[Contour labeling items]
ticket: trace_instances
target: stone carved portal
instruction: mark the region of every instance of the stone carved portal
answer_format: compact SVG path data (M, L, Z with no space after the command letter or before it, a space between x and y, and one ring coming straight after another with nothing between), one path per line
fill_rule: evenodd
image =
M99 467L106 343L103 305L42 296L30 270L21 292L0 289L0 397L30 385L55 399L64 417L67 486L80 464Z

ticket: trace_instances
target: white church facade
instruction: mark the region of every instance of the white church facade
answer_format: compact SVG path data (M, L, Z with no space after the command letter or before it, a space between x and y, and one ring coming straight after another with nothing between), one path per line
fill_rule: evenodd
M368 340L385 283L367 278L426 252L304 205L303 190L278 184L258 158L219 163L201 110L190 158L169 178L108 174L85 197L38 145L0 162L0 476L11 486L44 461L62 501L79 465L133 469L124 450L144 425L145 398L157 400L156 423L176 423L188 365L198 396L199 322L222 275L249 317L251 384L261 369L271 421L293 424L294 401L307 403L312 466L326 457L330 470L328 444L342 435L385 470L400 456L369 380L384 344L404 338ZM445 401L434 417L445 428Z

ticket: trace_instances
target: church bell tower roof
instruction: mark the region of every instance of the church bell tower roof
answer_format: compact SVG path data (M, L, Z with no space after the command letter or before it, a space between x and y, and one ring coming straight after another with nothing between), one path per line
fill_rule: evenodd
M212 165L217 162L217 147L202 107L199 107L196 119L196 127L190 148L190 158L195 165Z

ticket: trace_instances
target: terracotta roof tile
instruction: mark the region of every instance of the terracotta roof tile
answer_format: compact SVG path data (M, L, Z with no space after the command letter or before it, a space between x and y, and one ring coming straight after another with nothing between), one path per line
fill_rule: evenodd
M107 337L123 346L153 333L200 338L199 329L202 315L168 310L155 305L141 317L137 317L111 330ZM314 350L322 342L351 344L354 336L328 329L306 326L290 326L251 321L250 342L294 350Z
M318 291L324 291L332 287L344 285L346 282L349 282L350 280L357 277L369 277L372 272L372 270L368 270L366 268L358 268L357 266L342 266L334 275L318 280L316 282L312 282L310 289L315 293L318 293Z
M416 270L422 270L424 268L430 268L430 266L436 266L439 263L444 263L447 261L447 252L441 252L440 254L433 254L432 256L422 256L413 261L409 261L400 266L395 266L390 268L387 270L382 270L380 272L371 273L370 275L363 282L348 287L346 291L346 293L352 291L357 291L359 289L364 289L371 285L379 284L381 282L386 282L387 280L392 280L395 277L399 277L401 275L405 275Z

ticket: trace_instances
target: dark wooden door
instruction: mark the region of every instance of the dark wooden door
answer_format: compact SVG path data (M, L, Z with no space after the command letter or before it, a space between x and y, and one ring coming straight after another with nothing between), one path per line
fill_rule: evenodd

**YOUR TASK:** Transcribe all of the contour labeling items above line by line, keeping every character unchanged.

**THE RESPONSE:**
ticket: trace_instances
target: stone carved portal
instruction: mark the region of every instance of the stone carved portal
answer_format: compact SVG path data (M, L, Z with no space after the command letter or before it, a space between x and y, and one ring coming straight after another with nothing between), one path per line
fill_rule: evenodd
image =
M99 467L106 343L103 305L42 296L30 270L21 292L0 289L0 397L30 385L55 399L64 417L67 486L80 464Z

ticket: trace_instances
target: white church facade
instruction: mark the region of every instance of the white church facade
answer_format: compact SVG path data (M, L, Z with no space after the command letter or before it, a space between x and y, and one ring coming straight after another with nothing between), one path per line
fill_rule: evenodd
M368 340L385 283L367 278L426 252L304 205L303 190L278 184L258 158L219 163L201 110L190 158L169 178L108 174L85 197L38 145L0 162L0 476L11 486L44 461L62 501L79 465L133 469L124 450L144 425L145 398L157 400L156 423L176 423L188 365L198 396L199 322L222 275L249 317L251 384L261 369L271 421L293 424L294 401L307 403L312 466L326 457L330 470L328 444L342 435L385 470L400 456L369 380L384 344L404 338ZM445 401L434 417L445 428Z

ticket: trace_instances
target: church bell tower roof
instruction: mark the region of every instance of the church bell tower roof
answer_format: compact SVG path data (M, L, Z with no space after the command letter or before it, a space between x and y, and one ring coming straight after another with nothing between), one path per line
fill_rule: evenodd
M212 165L217 162L217 147L202 107L199 107L196 119L196 127L190 148L190 158L195 165Z

ticket: trace_instances
target: terracotta roof tile
instruction: mark the region of every instance of the terracotta roof tile
answer_format: compact SVG path data (M, L, Z with no space after the command letter or before it, a space between x and y, and one ring coming straight after another with nothing between), one path per line
fill_rule: evenodd
M107 337L123 346L153 333L200 338L199 329L202 315L168 310L155 305L141 317L137 317L111 330ZM314 350L322 342L351 344L354 336L328 329L306 326L290 326L251 321L250 342L294 350Z
M318 291L324 291L332 287L344 285L346 282L349 282L350 280L357 277L369 277L372 272L372 270L368 270L366 268L358 268L357 266L342 266L334 275L318 280L316 282L312 282L310 289L315 293L318 293Z
M416 270L422 270L424 268L430 268L430 266L436 266L439 263L444 263L447 261L447 252L441 252L440 254L433 254L432 256L422 256L413 261L409 261L400 266L395 266L390 268L387 270L382 270L380 272L371 273L370 275L363 282L348 287L346 291L346 293L352 291L357 291L359 289L364 289L371 285L379 284L381 282L386 282L387 280L392 280L395 277L399 277L401 275L405 275Z

ticket: trace_instances
target: dark wooden door
instruction: mark the region of every instance of the dark wooden door
answer_format: compact SVG path data (M, L, Z with no space after the command letter or before it, a space between x and y, and one ring coming straight after another with nothing between), one path per line
fill_rule: evenodd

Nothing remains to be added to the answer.